## Exercise passage
☆ ☆ ☆ ☆
Friday, February 27, 2009

Ultrasound Update

So I went to the clinic today. The first thing they did was a pregnancy test, which was (obviously) positive. Then they asked me a lot of questions and then brought me back into the ultrasound room.
They did the abdominal ultrasound first, and you could see something in there, but it was hard to see. So then they did the transvaginal one, and it was a lot clearer.

The baby looks like a little shrimp, and it has a yolk sac. It looks like maybe it has arms too, and you could tell that it came from an egg in my left ovary. They measured it, and I can't remember how big it was, but it measured smaller than I thought - 6 weeks 4 days. Which means it still looks like a shrimp, and I have twelve extra days to deal with morning sickness.

My new due date is October 19. I am excited for only one reason - I will finally be pregnant at the right time to paint my belly to look like a pumpkin.

Thursday, February 26, 2009

Ultrasound Scheduled.

So tomorrow I need to go in for an ultrasound. Well I don't really need to, but since I'm breastfeeding, my cycles could be off and I might not really be eight weeks along. I might be six. Or ten. I don't know, because we didn't have any slip-ups with the birth control, so I don't know when I conceived.

The ultrasound is at 10:15 tomorrow morning and it's at the clinic. You know, the one for like pregnant teenagers? I felt so dumb when the lady was taking my information over the phone. I gave her my name and address and all, and then she needed my birthdate. I will be 27 in a little over a week, and when I told her my age she kind of paused. Then I laughed and said "I know, I know. Too old for something like this to happen." She was very nice after that. She said they actually get a lot of "older women." Yeah, cause, you know. Twenty-seven is so old.
☆ ☆ ☆ ☆
## Material supplied
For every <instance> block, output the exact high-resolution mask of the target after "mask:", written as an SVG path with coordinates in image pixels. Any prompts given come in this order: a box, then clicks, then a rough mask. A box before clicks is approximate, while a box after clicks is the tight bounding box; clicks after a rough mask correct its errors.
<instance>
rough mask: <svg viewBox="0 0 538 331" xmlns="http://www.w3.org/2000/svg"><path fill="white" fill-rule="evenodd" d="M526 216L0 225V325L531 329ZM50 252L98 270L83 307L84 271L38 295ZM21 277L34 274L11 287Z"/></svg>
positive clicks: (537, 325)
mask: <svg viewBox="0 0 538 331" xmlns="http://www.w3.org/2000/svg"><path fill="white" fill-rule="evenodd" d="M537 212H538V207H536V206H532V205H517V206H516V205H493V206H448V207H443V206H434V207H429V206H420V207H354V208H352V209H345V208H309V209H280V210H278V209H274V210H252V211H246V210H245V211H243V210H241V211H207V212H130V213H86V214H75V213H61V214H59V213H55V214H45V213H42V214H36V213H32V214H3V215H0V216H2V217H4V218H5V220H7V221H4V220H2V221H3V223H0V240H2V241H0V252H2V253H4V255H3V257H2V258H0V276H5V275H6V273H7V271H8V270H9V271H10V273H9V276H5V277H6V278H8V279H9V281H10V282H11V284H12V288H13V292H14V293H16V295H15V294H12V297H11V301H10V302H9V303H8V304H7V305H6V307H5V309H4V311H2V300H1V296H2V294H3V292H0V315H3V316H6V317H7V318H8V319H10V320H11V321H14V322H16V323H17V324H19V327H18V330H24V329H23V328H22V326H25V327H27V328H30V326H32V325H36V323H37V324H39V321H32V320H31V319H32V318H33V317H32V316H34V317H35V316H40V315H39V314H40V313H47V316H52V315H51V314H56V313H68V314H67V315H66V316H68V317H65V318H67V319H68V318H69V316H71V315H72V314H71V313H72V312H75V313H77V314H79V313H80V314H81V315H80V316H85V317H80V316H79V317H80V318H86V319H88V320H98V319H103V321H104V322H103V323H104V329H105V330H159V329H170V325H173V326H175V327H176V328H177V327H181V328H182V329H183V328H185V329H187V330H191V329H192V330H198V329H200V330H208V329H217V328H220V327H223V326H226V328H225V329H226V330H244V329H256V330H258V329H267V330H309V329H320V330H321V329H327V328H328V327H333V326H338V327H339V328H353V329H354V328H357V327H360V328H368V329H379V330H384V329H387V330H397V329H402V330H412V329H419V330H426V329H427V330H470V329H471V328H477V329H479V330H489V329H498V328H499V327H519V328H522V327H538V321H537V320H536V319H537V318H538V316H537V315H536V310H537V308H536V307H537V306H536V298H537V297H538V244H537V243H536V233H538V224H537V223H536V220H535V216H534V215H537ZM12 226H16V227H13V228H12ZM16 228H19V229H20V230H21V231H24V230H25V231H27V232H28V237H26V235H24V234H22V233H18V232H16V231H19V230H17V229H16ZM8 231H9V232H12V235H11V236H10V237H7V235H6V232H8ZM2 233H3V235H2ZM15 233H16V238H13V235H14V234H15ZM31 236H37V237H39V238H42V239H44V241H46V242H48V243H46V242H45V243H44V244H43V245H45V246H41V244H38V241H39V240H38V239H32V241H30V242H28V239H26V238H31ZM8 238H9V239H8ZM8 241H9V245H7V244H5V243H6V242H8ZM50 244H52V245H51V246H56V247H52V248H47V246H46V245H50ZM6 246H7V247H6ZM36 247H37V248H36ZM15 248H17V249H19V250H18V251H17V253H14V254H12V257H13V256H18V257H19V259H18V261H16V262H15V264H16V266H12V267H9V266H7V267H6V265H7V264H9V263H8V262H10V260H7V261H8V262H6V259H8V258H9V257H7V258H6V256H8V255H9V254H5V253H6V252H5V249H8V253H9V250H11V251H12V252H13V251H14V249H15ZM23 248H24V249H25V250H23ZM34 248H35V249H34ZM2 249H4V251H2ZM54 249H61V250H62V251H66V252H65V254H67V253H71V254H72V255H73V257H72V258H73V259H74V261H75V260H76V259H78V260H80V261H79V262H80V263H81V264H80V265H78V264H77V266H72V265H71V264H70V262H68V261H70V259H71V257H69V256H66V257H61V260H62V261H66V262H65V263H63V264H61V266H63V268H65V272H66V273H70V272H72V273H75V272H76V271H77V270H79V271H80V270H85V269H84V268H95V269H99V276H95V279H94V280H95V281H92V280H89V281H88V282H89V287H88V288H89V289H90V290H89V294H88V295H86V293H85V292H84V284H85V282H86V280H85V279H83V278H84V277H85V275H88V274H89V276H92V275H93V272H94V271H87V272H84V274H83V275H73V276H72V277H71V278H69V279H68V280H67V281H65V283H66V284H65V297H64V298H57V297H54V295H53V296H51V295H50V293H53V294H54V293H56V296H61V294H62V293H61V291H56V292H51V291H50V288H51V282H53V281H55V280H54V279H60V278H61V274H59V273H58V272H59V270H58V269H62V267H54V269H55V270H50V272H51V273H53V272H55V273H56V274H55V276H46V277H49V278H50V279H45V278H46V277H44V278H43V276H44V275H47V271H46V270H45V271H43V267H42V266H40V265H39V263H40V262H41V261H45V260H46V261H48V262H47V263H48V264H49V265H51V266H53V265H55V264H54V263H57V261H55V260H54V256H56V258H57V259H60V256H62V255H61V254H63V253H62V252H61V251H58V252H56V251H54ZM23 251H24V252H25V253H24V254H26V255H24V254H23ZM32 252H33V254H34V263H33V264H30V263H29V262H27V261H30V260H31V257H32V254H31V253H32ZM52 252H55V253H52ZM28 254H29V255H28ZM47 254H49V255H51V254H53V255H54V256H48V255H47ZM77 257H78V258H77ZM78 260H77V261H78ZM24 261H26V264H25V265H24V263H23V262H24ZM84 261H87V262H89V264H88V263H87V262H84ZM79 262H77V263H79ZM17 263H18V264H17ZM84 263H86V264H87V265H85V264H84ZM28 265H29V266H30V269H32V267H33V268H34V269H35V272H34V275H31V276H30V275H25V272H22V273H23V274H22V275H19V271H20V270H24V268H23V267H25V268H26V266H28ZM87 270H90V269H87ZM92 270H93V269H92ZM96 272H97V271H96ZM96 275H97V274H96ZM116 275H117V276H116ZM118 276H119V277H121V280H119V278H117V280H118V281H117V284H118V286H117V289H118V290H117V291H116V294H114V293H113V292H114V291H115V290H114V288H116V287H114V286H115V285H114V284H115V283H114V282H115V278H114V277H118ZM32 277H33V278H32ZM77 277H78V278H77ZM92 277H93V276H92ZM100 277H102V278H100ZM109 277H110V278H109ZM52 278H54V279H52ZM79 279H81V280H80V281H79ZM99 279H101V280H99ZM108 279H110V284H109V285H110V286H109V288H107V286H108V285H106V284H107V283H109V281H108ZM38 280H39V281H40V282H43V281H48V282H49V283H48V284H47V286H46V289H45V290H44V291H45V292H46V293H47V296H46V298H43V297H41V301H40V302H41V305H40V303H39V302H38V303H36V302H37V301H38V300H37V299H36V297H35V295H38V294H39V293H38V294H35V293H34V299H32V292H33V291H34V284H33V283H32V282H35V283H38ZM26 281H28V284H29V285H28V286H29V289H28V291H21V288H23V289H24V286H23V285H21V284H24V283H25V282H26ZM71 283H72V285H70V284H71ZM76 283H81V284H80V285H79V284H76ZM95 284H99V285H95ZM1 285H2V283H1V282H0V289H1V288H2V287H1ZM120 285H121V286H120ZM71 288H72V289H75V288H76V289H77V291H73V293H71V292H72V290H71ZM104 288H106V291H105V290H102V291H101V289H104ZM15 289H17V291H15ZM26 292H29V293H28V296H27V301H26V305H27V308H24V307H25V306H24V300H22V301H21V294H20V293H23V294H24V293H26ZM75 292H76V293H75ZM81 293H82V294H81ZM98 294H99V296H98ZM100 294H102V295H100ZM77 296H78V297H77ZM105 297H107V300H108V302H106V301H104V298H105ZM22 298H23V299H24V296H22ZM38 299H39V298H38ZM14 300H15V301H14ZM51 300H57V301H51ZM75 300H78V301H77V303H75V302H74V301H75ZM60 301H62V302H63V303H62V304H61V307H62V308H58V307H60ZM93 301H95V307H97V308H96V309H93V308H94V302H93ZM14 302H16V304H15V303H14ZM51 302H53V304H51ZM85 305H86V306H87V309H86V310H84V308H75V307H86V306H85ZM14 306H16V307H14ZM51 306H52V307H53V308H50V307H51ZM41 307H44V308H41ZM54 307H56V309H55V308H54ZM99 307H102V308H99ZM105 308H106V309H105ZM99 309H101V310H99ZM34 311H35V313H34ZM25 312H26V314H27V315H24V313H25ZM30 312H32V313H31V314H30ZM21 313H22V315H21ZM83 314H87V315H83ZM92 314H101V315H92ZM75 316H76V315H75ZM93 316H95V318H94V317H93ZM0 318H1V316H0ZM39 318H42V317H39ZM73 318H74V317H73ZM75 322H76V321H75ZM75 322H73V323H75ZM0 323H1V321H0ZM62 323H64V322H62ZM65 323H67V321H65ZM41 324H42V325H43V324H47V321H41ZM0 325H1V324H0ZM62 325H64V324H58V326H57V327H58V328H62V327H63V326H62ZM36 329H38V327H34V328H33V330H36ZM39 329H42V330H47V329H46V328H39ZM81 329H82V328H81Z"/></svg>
☆ ☆ ☆ ☆
## Apply what you read
- a) In the ultrasound blog posts, what new due date was the writer given?
- b) Extend the ultrasound blog posts from where they stop.
The records are separate material and have no connection to the text.

## Task answers
- a) October 19.

- b)
Anyway I am not looking forward to this, because I feel like it will make the whole thing "real." And I don't know if I'm ready for it to be real.

Oh and if anyone is interested, I have a whole big box of condoms available. I just bought them, the same day I bought the pregnancy test. But hey, they don't work. Just so you know.

Tuesday, February 24, 2009

Meeting the Midwife

I met the midwife today. So I guess that seals the deal, a new baby. The midwife was awesome. She understood my ambivalence at being pregnant again and seemed to really care about us all and the outcome. She is a licensed midwife, but not a nurse-midwife. She's what you might call a traditional midwife, and I am excited to see her throughout pregnancy.

So that means this baby will be born at home. All four of mine were born in the hospital (more birth stories to come,) but I know I can do it at home. I know its no big deal for me to have a baby. I've done it four times, and the last three were unbelievably easy, physically. So there is no reason for me, as a healthy woman in my mid (okay late) twenties to be in the hospital for a birth.

Of course, things can change. There might be complications that require a doctor's care or even a hospital's care. There might be two in there (please God don't let there be two.) Anything could happen, but they probably won't.

I liked the midwife because she looked like The Hub's aunt, who I adore. And also because she smelled like essential oils and her office smelled like an herb shop, and in her office she had primitive statues of mothers giving birth and lots of candles and stuff. Her office is in a big old building, and even though there is carpet and nice paint, you can still tell you are in an old place. And I love old places.

On a completely unrelated note, I think I am going to paint my bathroom blue.

Monday, February 23, 2009

Birth Story Number One

All four of my children were born in the hospital with varying degrees of intervention. I had probably the least interventions with EJ, my first.

I was 19 when EJ was born. Unmarried (not even a boyfriend,) and still clinging to the strong-will that is adolescence. I didn't get prenatal care till the sixth month because I didn't know you were supposed to - I thought you went to the hospital when it was time for the baby to be born. I didn't know that ultrasounds existed,or that disposable diapers existed. I didn't know anything.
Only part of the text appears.